- _Directions for this task_:
Could you print exactly the lines of the listing below, starting at the line that has "Query: dark red sedan" and ending at the line that has "pixel 532 374", and only those lines?

- _Listed records_:
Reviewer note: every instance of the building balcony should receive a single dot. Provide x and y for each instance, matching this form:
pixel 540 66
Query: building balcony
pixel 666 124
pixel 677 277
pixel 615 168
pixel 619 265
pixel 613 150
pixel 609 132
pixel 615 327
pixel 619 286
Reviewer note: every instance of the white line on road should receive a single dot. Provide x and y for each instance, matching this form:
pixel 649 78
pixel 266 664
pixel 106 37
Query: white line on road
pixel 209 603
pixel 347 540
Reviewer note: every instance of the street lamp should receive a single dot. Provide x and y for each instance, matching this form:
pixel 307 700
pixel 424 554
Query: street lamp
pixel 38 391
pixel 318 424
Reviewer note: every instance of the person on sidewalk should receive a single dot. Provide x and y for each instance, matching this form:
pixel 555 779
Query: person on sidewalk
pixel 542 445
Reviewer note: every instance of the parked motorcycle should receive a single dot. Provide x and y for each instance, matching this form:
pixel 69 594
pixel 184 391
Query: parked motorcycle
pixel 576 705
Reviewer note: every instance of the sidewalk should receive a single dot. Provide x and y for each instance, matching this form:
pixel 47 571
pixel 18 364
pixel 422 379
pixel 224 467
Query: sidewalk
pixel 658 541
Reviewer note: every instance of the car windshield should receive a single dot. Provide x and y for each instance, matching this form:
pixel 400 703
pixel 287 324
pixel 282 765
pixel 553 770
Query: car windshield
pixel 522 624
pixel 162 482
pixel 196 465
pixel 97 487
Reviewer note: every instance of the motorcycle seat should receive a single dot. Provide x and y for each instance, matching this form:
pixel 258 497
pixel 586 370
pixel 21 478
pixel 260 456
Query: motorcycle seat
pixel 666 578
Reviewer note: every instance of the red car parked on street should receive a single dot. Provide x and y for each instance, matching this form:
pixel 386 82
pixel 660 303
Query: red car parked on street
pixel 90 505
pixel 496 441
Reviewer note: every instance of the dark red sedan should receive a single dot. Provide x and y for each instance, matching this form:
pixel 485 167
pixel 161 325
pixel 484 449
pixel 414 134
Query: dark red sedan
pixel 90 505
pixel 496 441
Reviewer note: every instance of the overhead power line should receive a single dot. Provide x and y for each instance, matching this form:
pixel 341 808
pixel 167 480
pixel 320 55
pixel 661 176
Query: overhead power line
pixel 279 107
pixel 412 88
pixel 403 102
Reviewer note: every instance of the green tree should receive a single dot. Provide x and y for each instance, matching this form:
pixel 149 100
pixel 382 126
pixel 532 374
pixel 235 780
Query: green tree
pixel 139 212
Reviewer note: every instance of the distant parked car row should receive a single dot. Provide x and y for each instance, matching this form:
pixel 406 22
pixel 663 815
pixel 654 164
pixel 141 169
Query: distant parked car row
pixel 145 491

- _Answer area_:
Query: dark red sedan
pixel 90 505
pixel 496 441
Reviewer note: every instance of the overhead power line should receive a single dot. Provide x and y for each instance, matching this form:
pixel 341 808
pixel 167 480
pixel 320 55
pixel 661 176
Query: overhead power line
pixel 279 107
pixel 412 88
pixel 403 102
Reviewer note: every instance of the green tree should receive a single dot. Provide x and y for each instance, matching this form:
pixel 149 100
pixel 382 126
pixel 532 374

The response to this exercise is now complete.